++++ EXTRAIT DU TEXTE
Médiation ou confrontation ?

HocheLégal ne prévoit pas offrir de services de médiation, car les avocats, selon la pratique courante, défendent une partie, c’est-à-dire un client qui est en conflit avec une autre partie, que cela soit un autre individu, une entreprise privée ou une organisation gouvernementale.

Cependant, dans beaucoup de cas, les conseils des étudiants ou des professionnels en droit de la clinique inciteront les citoyens à discuter et s’entendre avec leurs vis-à-vis, en étant mieux informés du droit et des pratiques relatifs à leur problème.

Quant à la médiation professionnelle, elle n’est pas du tout découragée, bien au contraire, explique Me Gauthier. « C’est sûr que, de plus en plus, nous sommes incités par le Barreau et le Code de procédure civile, qui est entré en vigueur en 2016, à amener les gens vers des modes alternatifs de règlement des différends, dit-il. Il ne faut pas toujours aller devant la Cour. Un médiateur est là pour concilier les positions des parties. On peut agir juste par une conciliation, tel un arbitrage (…). À la Régie du logement, par exemple, ils offrent les services d’un médiateur, qui tentera de trouver une entente entre les parties, pour éviter une audience devant un régisseur. »
++++++++
● **CONSIGNE**: Recopiez le passage de l'extrait sur la médiation qui s'ouvre sur les mots « Cependant, dans beaucoup » et s'achève sur « à leur problème. », en y remplaçant « les citoyens » par « les justiciables ».
++++ DONNÉES D'ENTRÉE
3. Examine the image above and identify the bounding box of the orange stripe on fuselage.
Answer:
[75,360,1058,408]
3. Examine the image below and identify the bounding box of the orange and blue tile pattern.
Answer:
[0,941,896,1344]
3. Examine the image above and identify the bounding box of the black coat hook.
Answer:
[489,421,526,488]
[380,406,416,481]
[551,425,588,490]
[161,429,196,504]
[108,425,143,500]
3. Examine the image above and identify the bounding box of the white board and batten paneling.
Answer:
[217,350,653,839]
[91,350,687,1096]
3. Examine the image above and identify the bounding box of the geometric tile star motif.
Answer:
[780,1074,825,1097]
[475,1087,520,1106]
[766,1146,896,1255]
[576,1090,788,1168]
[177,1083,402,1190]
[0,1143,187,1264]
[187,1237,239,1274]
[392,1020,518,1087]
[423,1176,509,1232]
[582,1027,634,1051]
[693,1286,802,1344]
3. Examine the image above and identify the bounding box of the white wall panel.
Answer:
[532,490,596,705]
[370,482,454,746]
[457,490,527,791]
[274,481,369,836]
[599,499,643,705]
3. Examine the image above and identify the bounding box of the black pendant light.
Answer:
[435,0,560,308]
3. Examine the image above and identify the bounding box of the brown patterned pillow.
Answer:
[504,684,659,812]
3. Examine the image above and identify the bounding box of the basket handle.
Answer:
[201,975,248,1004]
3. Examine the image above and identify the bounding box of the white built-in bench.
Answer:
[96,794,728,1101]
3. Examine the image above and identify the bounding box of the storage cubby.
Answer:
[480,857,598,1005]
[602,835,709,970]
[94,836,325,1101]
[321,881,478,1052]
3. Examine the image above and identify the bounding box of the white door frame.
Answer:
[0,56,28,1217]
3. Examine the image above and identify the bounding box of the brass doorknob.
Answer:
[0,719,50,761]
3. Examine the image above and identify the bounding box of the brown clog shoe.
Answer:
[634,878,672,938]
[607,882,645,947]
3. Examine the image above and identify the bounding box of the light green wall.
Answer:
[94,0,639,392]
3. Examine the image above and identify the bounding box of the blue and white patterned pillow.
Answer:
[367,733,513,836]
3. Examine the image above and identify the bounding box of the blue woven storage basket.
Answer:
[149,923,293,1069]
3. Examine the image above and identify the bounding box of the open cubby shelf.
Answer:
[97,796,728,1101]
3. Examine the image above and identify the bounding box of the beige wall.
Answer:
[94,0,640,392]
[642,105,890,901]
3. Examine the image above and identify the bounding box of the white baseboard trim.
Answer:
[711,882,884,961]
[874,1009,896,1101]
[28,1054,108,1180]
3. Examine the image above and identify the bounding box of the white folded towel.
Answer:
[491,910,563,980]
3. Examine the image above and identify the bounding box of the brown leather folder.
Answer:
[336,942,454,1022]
++++++++
● **ZONE DE RÉPONSE**:
Cependant, dans beaucoup de cas, les conseils des étudiants ou des professionnels en droit de la clinique inciteront les justiciables à discuter et s’entendre avec leurs vis-à-vis, en étant mieux informés du droit et des pratiques relatifs à leur problème.